Copy the listing below word for word, leaving out the pictures.

# START OF SUPPLIED RECORDS

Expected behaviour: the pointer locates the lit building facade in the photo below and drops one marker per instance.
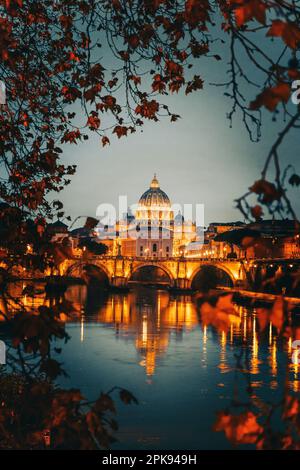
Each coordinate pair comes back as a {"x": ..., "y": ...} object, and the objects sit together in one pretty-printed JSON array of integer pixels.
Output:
[{"x": 152, "y": 231}]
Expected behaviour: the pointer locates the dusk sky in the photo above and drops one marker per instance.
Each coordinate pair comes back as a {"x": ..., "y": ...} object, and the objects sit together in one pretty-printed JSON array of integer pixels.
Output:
[{"x": 198, "y": 159}]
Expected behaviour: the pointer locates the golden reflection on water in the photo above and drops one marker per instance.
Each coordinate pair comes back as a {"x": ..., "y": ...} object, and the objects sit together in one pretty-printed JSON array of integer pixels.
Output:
[{"x": 152, "y": 319}]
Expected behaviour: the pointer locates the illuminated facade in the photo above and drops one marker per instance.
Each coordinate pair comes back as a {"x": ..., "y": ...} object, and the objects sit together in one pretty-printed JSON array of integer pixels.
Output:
[{"x": 153, "y": 231}]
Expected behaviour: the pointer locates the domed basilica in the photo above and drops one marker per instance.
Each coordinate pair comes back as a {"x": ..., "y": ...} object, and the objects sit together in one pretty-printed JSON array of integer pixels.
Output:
[{"x": 152, "y": 231}]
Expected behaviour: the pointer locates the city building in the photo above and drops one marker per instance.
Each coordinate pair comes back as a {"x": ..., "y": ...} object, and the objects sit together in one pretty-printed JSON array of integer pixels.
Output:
[{"x": 153, "y": 231}]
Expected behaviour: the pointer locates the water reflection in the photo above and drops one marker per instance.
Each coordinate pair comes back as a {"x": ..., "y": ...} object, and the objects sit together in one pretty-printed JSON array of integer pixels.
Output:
[
  {"x": 147, "y": 317},
  {"x": 152, "y": 319},
  {"x": 172, "y": 357}
]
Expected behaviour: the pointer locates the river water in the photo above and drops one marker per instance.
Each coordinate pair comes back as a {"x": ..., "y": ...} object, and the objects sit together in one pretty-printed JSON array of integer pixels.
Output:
[{"x": 181, "y": 371}]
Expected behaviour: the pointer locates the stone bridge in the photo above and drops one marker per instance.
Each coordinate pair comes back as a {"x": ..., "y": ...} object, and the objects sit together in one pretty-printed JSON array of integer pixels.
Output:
[{"x": 180, "y": 272}]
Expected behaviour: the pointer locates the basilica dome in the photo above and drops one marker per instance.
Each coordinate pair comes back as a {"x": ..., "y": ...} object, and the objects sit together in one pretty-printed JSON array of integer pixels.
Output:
[{"x": 154, "y": 197}]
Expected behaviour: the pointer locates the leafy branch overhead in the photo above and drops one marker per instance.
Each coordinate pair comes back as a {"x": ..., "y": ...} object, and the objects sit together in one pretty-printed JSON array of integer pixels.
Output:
[{"x": 76, "y": 67}]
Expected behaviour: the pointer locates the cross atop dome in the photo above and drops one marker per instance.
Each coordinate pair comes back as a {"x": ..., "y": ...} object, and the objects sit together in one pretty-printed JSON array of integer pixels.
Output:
[{"x": 154, "y": 183}]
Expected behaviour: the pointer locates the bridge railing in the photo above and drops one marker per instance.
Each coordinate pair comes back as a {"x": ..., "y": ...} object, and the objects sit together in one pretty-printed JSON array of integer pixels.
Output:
[{"x": 188, "y": 259}]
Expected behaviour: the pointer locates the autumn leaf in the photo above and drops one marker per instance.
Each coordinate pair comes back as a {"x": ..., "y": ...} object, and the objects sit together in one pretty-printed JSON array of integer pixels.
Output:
[
  {"x": 121, "y": 131},
  {"x": 105, "y": 141},
  {"x": 239, "y": 429},
  {"x": 93, "y": 122}
]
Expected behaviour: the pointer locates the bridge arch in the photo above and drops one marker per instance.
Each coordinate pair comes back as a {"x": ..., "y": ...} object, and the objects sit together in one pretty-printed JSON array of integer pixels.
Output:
[
  {"x": 210, "y": 269},
  {"x": 159, "y": 266},
  {"x": 89, "y": 271}
]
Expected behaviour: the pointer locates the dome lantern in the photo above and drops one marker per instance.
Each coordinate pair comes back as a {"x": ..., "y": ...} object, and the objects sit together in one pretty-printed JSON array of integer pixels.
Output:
[{"x": 154, "y": 183}]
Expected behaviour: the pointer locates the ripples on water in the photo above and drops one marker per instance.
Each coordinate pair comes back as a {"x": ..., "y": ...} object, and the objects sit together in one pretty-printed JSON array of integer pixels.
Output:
[{"x": 181, "y": 371}]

# END OF SUPPLIED RECORDS

# SOLVED EXERCISE
Expected behaviour: the pointer locates the lit building facade in the photo below and drops one marker per instance.
Each coordinate pair comes back as a {"x": ..., "y": ...} object, and the objects sit together in one pretty-printed JSON array of integer pixels.
Output:
[{"x": 152, "y": 231}]
Expected behaviour: the pointer locates the dusk sky in the photo above and drops one marker per instance.
Each coordinate pair comes back as a {"x": ..., "y": ...} object, and the objects sit together in one pretty-printed JSON array of integer pixels.
Output:
[{"x": 198, "y": 159}]
Expected behaviour: the pointer locates the golden reflection on water in the photo above and drops one marker per instance.
Each coordinate pair comes back as a {"x": ..., "y": ...} object, and the objects sit together in one pretty-printed JSON array of integer pixels.
Output:
[{"x": 152, "y": 319}]
Expected behaviour: the pointer locates the illuminated facade in the photo above and drops one marker per instance.
Each coordinate pair comes back as a {"x": ..., "y": ...} object, and the objects sit together in one pretty-printed JSON array of integer pixels.
Output:
[{"x": 153, "y": 231}]
Expected behaviour: the pointer locates the domed basilica in the photo above and drops one marker per instance.
Each coordinate pair comes back as a {"x": ..., "y": ...} object, and the objects sit together in one pretty-printed JSON array of integer pixels.
Output:
[{"x": 152, "y": 231}]
Expected behaviour: the pointer locates the city building in the photo above and drops one marker per instance.
Each coordinate pair comes back as a {"x": ..., "y": ...} object, and the objects sit together in one pretty-printed JSON array of integer pixels.
Output:
[{"x": 153, "y": 231}]
Expected behaviour: the pointer locates the water reflection in the photo above and drops one marker per instance.
Each coordinate pair comes back as a {"x": ..., "y": ...} object, and the objects sit together in one pretty-printed JSON array of integer pixels.
Output:
[
  {"x": 147, "y": 317},
  {"x": 152, "y": 319},
  {"x": 172, "y": 357}
]
Expected behaviour: the pointer locates the river water in the photo above and drops one marker per instance.
Each coordinate pair comes back as a {"x": ..., "y": ...} object, and the objects sit together in one pretty-printed JSON array of integer pixels.
Output:
[{"x": 181, "y": 371}]
Expected behaviour: the pointer locates the stone bridge in the photo above and drops one marker per instance.
Each coordinate pair comes back as a {"x": ..., "y": ...} object, and the objects sit together in one pretty-printed JSON array of integer pixels.
Output:
[{"x": 180, "y": 272}]
Expected behaviour: the pointer locates the basilica dome in the photo above and drops one marker per instance.
Each coordinate pair comes back as a {"x": ..., "y": ...} object, and the objects sit together in one pretty-printed JSON array of integer pixels.
Output:
[{"x": 154, "y": 197}]
Expected behaviour: the pointer locates the leafy branch overhead in the photo above and drops one marker per instance.
Each coordinate pair comes back as a {"x": ..., "y": ...} object, and the objects sit together in one pretty-printed JSON array of integer pixels.
Output:
[{"x": 76, "y": 67}]
Expected behaviour: the pointer locates the cross atop dome in the photo above and drops one marker per instance.
Each coordinate pair comes back as a {"x": ..., "y": ...} object, and the objects sit together in one pretty-printed JSON array of integer pixels.
Output:
[{"x": 154, "y": 183}]
Expected behaviour: the pointer locates the bridge railing in the photo above and drops one marker per instance.
Each coordinate pair comes back as a {"x": ..., "y": ...} object, and the objects sit together in one pretty-printed JSON array of integer pixels.
Output:
[{"x": 188, "y": 259}]
Expected behaviour: the pointer locates the autumn leaf in the photo above and drops one marker per instance.
Each coordinate pair comes back as a {"x": ..., "y": ...} object, and the objects sit together in one pretty-printed JSON array of integer pixels.
Output:
[
  {"x": 121, "y": 131},
  {"x": 105, "y": 141},
  {"x": 239, "y": 429},
  {"x": 93, "y": 122}
]
Expected behaviour: the pointer locates the bridge arch in the photo above and drops one marker per instance.
Each coordinate pair comes back as a {"x": ..., "y": ...} object, and the objects sit together in one pretty-printed JSON array of integer pixels.
Output:
[
  {"x": 210, "y": 269},
  {"x": 159, "y": 266},
  {"x": 89, "y": 271}
]
Expected behaviour: the pointer locates the dome lantern in the photo above and drops one marker per instance.
Each coordinate pair comes back as a {"x": ..., "y": ...} object, and the objects sit together in one pretty-printed JSON array of integer pixels.
Output:
[{"x": 154, "y": 183}]
Expected behaviour: the pointer locates the ripples on water in the photo above and drops one marker per instance.
Each coordinate pair comes back as a {"x": ..., "y": ...} object, and the objects sit together in one pretty-printed JSON array of integer pixels.
Output:
[{"x": 181, "y": 371}]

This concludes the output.